Page excerpt >>
......

I knew all of this before I picked up Ashlee Vance’s biography of Elon Musk.  In fact, I had been eagerly anticipating the book.  The other day, I spotted Elon Musk: Tesla, SpaceX, and the Quest for a Fantastic Future waiting for me at the Norfolk (Nebraska) Public Library. I didn’t hesitate. I snatched it off the shelf and brought it to the check-out desk right away.

Ashlee Vance

Ashlee Vance

This biography is laid out in chronological order. It begins with Elon Musk’s childhood. Musk was born June 28, 1971 in Pretoria, South Africa. He grew up with five siblings whose parents  were entrepreneurial globe trotters. Young Elon was somewhat of a loner in a privilaged Afrikkaner culture. He showed exceptional genius at an early age.

......

Saved data entries
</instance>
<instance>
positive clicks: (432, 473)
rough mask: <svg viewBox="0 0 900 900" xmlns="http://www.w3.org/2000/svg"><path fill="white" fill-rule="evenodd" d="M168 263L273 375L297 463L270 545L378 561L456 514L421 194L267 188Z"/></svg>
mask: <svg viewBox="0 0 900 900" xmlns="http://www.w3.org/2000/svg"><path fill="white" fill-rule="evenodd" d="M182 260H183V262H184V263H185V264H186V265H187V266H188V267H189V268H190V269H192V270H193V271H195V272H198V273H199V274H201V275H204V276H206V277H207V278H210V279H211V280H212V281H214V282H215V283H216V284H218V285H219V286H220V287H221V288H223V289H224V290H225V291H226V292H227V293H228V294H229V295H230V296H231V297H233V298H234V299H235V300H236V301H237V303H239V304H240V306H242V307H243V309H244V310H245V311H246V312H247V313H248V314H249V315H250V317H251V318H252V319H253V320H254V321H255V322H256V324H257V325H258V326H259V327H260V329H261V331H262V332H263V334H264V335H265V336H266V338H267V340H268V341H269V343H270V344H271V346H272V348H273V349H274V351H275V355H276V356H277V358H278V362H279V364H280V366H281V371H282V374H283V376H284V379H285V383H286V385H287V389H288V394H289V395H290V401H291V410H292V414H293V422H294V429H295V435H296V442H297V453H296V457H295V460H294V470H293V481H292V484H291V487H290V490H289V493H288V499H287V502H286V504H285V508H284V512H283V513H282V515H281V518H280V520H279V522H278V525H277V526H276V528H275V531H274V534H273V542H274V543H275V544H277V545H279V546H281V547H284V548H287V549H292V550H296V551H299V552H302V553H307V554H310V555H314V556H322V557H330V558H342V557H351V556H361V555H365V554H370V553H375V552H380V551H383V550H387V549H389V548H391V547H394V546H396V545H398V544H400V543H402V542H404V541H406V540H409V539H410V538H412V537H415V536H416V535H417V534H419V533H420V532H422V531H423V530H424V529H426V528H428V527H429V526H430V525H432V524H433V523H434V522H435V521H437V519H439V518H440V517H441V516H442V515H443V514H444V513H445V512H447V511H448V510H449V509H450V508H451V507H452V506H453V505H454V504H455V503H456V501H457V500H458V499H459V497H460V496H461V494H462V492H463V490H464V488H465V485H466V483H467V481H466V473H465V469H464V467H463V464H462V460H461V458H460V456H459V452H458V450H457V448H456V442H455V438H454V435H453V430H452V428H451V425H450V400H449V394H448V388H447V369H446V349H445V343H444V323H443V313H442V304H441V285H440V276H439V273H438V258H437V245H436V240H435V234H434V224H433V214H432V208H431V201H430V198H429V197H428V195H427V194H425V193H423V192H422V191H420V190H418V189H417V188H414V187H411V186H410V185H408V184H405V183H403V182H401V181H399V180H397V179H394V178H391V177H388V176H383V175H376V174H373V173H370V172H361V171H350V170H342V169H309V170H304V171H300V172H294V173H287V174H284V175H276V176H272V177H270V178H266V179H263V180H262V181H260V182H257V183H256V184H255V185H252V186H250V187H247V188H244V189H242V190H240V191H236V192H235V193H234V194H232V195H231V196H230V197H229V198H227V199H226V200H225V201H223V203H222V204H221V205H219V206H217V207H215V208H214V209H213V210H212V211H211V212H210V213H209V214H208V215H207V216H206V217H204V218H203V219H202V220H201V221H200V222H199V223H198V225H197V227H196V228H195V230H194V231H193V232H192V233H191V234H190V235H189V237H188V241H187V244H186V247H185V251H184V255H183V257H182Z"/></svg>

......

Check your understanding >>
a - According to the passage about the Musk biography, where and when was Elon Musk born?
b - From the passage about the Musk biography, reproduce the part starting with "I knew all of" and going on through "desk right away.".

Answers to each task >>
a - Elon Musk was born on June 28, 1971, in Pretoria, South Africa.

b -
I knew all of this before I picked up Ashlee Vance’s biography of Elon Musk.  In fact, I had been eagerly anticipating the book.  The other day, I spotted Elon Musk: Tesla, SpaceX, and the Quest for a Fantastic Future waiting for me at the Norfolk (Nebraska) Public Library. I didn’t hesitate. I snatched it off the shelf and brought it to the check-out desk right away.